> **What to work on**
With the pictures removed, the data below must be transcribed in full and exactly.

> **Given entries**
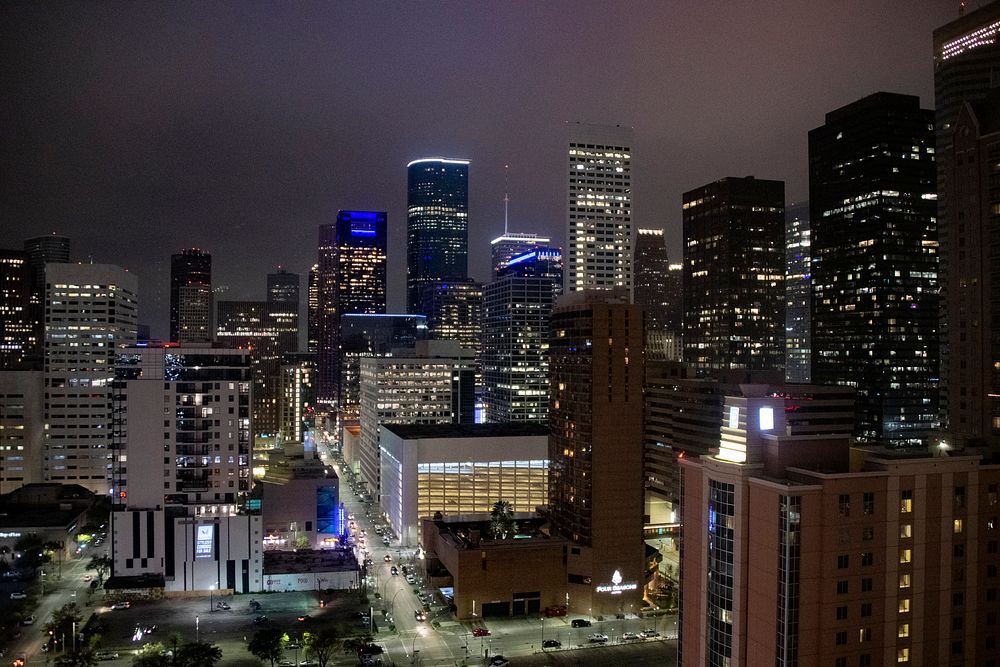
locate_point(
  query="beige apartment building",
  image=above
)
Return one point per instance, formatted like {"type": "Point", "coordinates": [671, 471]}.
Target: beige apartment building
{"type": "Point", "coordinates": [798, 550]}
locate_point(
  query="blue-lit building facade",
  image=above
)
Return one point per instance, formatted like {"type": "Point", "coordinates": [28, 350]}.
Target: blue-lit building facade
{"type": "Point", "coordinates": [516, 310]}
{"type": "Point", "coordinates": [437, 226]}
{"type": "Point", "coordinates": [351, 278]}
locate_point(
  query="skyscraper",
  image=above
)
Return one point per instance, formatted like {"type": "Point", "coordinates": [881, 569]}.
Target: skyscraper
{"type": "Point", "coordinates": [798, 294]}
{"type": "Point", "coordinates": [437, 225]}
{"type": "Point", "coordinates": [734, 274]}
{"type": "Point", "coordinates": [351, 278]}
{"type": "Point", "coordinates": [511, 244]}
{"type": "Point", "coordinates": [454, 312]}
{"type": "Point", "coordinates": [42, 250]}
{"type": "Point", "coordinates": [599, 207]}
{"type": "Point", "coordinates": [90, 310]}
{"type": "Point", "coordinates": [283, 308]}
{"type": "Point", "coordinates": [181, 480]}
{"type": "Point", "coordinates": [596, 447]}
{"type": "Point", "coordinates": [971, 178]}
{"type": "Point", "coordinates": [874, 263]}
{"type": "Point", "coordinates": [191, 296]}
{"type": "Point", "coordinates": [517, 306]}
{"type": "Point", "coordinates": [18, 345]}
{"type": "Point", "coordinates": [966, 69]}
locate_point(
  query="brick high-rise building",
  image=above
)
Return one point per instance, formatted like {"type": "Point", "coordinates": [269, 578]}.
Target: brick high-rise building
{"type": "Point", "coordinates": [596, 449]}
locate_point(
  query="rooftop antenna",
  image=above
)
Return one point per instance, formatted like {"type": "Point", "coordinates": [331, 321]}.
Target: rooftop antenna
{"type": "Point", "coordinates": [506, 197]}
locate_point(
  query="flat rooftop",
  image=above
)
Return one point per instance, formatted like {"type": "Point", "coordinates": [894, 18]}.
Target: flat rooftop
{"type": "Point", "coordinates": [510, 430]}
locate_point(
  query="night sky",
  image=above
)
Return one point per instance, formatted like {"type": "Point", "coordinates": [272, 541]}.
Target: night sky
{"type": "Point", "coordinates": [139, 128]}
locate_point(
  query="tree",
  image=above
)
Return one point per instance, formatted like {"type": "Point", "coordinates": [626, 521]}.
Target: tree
{"type": "Point", "coordinates": [502, 523]}
{"type": "Point", "coordinates": [101, 565]}
{"type": "Point", "coordinates": [267, 644]}
{"type": "Point", "coordinates": [152, 655]}
{"type": "Point", "coordinates": [63, 622]}
{"type": "Point", "coordinates": [198, 654]}
{"type": "Point", "coordinates": [320, 645]}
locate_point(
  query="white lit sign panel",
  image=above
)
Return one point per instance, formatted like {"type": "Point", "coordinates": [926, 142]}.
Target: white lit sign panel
{"type": "Point", "coordinates": [204, 541]}
{"type": "Point", "coordinates": [766, 419]}
{"type": "Point", "coordinates": [616, 587]}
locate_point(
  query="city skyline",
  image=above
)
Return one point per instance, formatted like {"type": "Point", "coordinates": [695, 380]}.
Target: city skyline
{"type": "Point", "coordinates": [273, 199]}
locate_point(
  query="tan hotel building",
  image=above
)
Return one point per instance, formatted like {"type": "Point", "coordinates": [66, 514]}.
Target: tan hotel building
{"type": "Point", "coordinates": [858, 557]}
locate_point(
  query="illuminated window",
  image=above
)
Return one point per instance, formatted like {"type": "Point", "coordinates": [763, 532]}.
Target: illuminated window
{"type": "Point", "coordinates": [766, 419]}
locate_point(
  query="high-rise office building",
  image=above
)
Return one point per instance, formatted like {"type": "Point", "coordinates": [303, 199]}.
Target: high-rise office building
{"type": "Point", "coordinates": [798, 294]}
{"type": "Point", "coordinates": [312, 307]}
{"type": "Point", "coordinates": [454, 312]}
{"type": "Point", "coordinates": [351, 279]}
{"type": "Point", "coordinates": [432, 383]}
{"type": "Point", "coordinates": [283, 308]}
{"type": "Point", "coordinates": [42, 250]}
{"type": "Point", "coordinates": [517, 306]}
{"type": "Point", "coordinates": [874, 264]}
{"type": "Point", "coordinates": [22, 428]}
{"type": "Point", "coordinates": [191, 296]}
{"type": "Point", "coordinates": [297, 403]}
{"type": "Point", "coordinates": [734, 275]}
{"type": "Point", "coordinates": [18, 330]}
{"type": "Point", "coordinates": [437, 226]}
{"type": "Point", "coordinates": [182, 478]}
{"type": "Point", "coordinates": [371, 335]}
{"type": "Point", "coordinates": [247, 325]}
{"type": "Point", "coordinates": [972, 189]}
{"type": "Point", "coordinates": [90, 310]}
{"type": "Point", "coordinates": [799, 551]}
{"type": "Point", "coordinates": [599, 207]}
{"type": "Point", "coordinates": [596, 449]}
{"type": "Point", "coordinates": [512, 244]}
{"type": "Point", "coordinates": [966, 68]}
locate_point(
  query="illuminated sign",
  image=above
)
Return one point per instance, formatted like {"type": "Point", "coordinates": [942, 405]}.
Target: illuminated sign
{"type": "Point", "coordinates": [616, 587]}
{"type": "Point", "coordinates": [204, 541]}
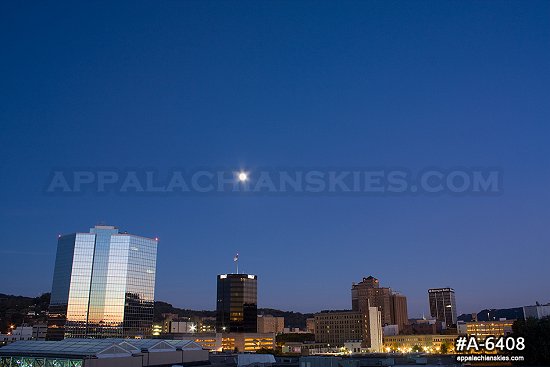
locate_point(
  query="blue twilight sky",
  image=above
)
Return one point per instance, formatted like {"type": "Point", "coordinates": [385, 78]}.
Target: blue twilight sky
{"type": "Point", "coordinates": [158, 85]}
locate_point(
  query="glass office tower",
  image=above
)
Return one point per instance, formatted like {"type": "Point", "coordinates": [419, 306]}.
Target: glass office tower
{"type": "Point", "coordinates": [237, 303]}
{"type": "Point", "coordinates": [103, 285]}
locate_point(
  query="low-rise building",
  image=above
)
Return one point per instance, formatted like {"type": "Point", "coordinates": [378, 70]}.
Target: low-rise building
{"type": "Point", "coordinates": [39, 331]}
{"type": "Point", "coordinates": [241, 342]}
{"type": "Point", "coordinates": [390, 330]}
{"type": "Point", "coordinates": [483, 329]}
{"type": "Point", "coordinates": [337, 328]}
{"type": "Point", "coordinates": [427, 343]}
{"type": "Point", "coordinates": [537, 311]}
{"type": "Point", "coordinates": [20, 333]}
{"type": "Point", "coordinates": [103, 353]}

> **Answer to the problem**
locate_point(
  query="beige apartment building",
  image=above
)
Return one point per instance, formatted like {"type": "Point", "coordinates": [671, 471]}.
Target: beige apartment building
{"type": "Point", "coordinates": [798, 550]}
locate_point(
  query="blue-lit building facade",
  image=above
)
Return one point per instance, formatted like {"type": "Point", "coordinates": [28, 350]}.
Target: blue-lit building facade
{"type": "Point", "coordinates": [516, 310]}
{"type": "Point", "coordinates": [437, 226]}
{"type": "Point", "coordinates": [351, 278]}
locate_point(
  query="skyscraper",
  image=above
)
Return one point per instance, formatted like {"type": "Point", "coordinates": [881, 569]}.
Target: skyscraper
{"type": "Point", "coordinates": [798, 294]}
{"type": "Point", "coordinates": [437, 225]}
{"type": "Point", "coordinates": [734, 274]}
{"type": "Point", "coordinates": [351, 278]}
{"type": "Point", "coordinates": [511, 244]}
{"type": "Point", "coordinates": [454, 312]}
{"type": "Point", "coordinates": [42, 250]}
{"type": "Point", "coordinates": [599, 207]}
{"type": "Point", "coordinates": [90, 310]}
{"type": "Point", "coordinates": [283, 308]}
{"type": "Point", "coordinates": [181, 480]}
{"type": "Point", "coordinates": [596, 447]}
{"type": "Point", "coordinates": [971, 178]}
{"type": "Point", "coordinates": [874, 263]}
{"type": "Point", "coordinates": [191, 296]}
{"type": "Point", "coordinates": [517, 306]}
{"type": "Point", "coordinates": [18, 345]}
{"type": "Point", "coordinates": [966, 69]}
locate_point(
  query="brick high-rise building",
  image=above
)
Return one point per instance, formatted like {"type": "Point", "coordinates": [269, 578]}.
Target: brick high-rise building
{"type": "Point", "coordinates": [596, 449]}
locate_point(
  query="rooftop antenna",
  image=above
)
Return one point per instance, formatted like {"type": "Point", "coordinates": [331, 321]}.
Target: rooftop antenna
{"type": "Point", "coordinates": [506, 197]}
locate_point(
  query="flat rooftop",
  image=above
)
Return one point per instance, formatted like {"type": "Point", "coordinates": [894, 18]}.
Target: flat rooftop
{"type": "Point", "coordinates": [510, 430]}
locate_point(
  query="night sky",
  image=above
)
Return one point per instance, formatted like {"type": "Point", "coordinates": [272, 541]}.
Target: night sky
{"type": "Point", "coordinates": [139, 128]}
locate_point(
  query="tree",
  image=above
)
Return one point per instance, formatted like {"type": "Point", "coordinates": [626, 521]}.
Target: tree
{"type": "Point", "coordinates": [502, 523]}
{"type": "Point", "coordinates": [101, 565]}
{"type": "Point", "coordinates": [267, 644]}
{"type": "Point", "coordinates": [152, 655]}
{"type": "Point", "coordinates": [63, 622]}
{"type": "Point", "coordinates": [198, 654]}
{"type": "Point", "coordinates": [320, 645]}
locate_point(
  query="white lit sign panel",
  image=above
)
Return one point per instance, formatted like {"type": "Point", "coordinates": [926, 142]}.
Target: white lit sign panel
{"type": "Point", "coordinates": [204, 541]}
{"type": "Point", "coordinates": [766, 419]}
{"type": "Point", "coordinates": [616, 587]}
locate_point(
  query="city skyline",
  image=above
)
Return one point per instance, formatted like {"type": "Point", "coordinates": [695, 380]}.
Target: city skyline
{"type": "Point", "coordinates": [273, 199]}
locate_point(
  query="tan hotel building",
  image=above
)
Return one point per instance, formatted like {"type": "Point", "coordinates": [66, 514]}.
Target: tan hotel building
{"type": "Point", "coordinates": [858, 557]}
locate_point(
  query="illuminated window",
  image=above
)
Return one point per instance, formatted like {"type": "Point", "coordinates": [763, 532]}.
Target: illuminated window
{"type": "Point", "coordinates": [766, 419]}
locate_point(
  query="high-rise office building",
  image=above
)
Return one point per instance, formatted like {"type": "Point", "coordinates": [303, 199]}.
Target: high-rise office building
{"type": "Point", "coordinates": [798, 294]}
{"type": "Point", "coordinates": [312, 307]}
{"type": "Point", "coordinates": [454, 312]}
{"type": "Point", "coordinates": [351, 279]}
{"type": "Point", "coordinates": [432, 383]}
{"type": "Point", "coordinates": [283, 308]}
{"type": "Point", "coordinates": [42, 250]}
{"type": "Point", "coordinates": [517, 306]}
{"type": "Point", "coordinates": [874, 264]}
{"type": "Point", "coordinates": [22, 428]}
{"type": "Point", "coordinates": [191, 296]}
{"type": "Point", "coordinates": [297, 403]}
{"type": "Point", "coordinates": [734, 275]}
{"type": "Point", "coordinates": [18, 330]}
{"type": "Point", "coordinates": [437, 226]}
{"type": "Point", "coordinates": [182, 478]}
{"type": "Point", "coordinates": [371, 335]}
{"type": "Point", "coordinates": [247, 325]}
{"type": "Point", "coordinates": [972, 189]}
{"type": "Point", "coordinates": [90, 310]}
{"type": "Point", "coordinates": [799, 551]}
{"type": "Point", "coordinates": [599, 207]}
{"type": "Point", "coordinates": [596, 449]}
{"type": "Point", "coordinates": [512, 244]}
{"type": "Point", "coordinates": [966, 68]}
locate_point(
  query="illuminated sign",
  image=above
)
Return one point per instance, formatted like {"type": "Point", "coordinates": [942, 405]}.
Target: illuminated sign
{"type": "Point", "coordinates": [616, 587]}
{"type": "Point", "coordinates": [204, 541]}
locate_point(
  query="blue twilight sky",
  image=above
)
Return one point per instance, formatted like {"type": "Point", "coordinates": [385, 78]}.
Target: blue twilight sky
{"type": "Point", "coordinates": [158, 85]}
locate_point(
  query="glass office tower",
  image=above
)
Return one point per instance, formatted like {"type": "Point", "coordinates": [419, 306]}.
Target: glass office tower
{"type": "Point", "coordinates": [237, 303]}
{"type": "Point", "coordinates": [103, 285]}
locate_point(
  query="low-rise building",
  image=above
)
Return one point per instance, formatted like {"type": "Point", "coordinates": [378, 70]}.
Target: low-rise building
{"type": "Point", "coordinates": [39, 331]}
{"type": "Point", "coordinates": [241, 342]}
{"type": "Point", "coordinates": [390, 330]}
{"type": "Point", "coordinates": [483, 329]}
{"type": "Point", "coordinates": [337, 328]}
{"type": "Point", "coordinates": [427, 343]}
{"type": "Point", "coordinates": [537, 311]}
{"type": "Point", "coordinates": [20, 333]}
{"type": "Point", "coordinates": [103, 353]}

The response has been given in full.